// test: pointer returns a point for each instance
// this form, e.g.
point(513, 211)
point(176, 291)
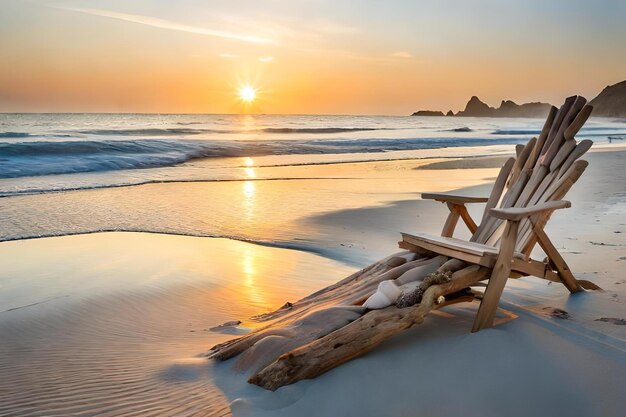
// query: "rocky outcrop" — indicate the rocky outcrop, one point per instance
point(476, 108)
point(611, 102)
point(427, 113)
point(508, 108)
━━━━
_Aim of the task_. From the first line to the last, retype the material exactly and exclude the pictures.

_Result of this task_.
// test: pointer returns a point for each instance
// this form, e.g.
point(513, 211)
point(176, 291)
// query: "rocky outcrop" — indicate the rocky outcrop, one point per instance
point(476, 108)
point(611, 102)
point(427, 113)
point(508, 108)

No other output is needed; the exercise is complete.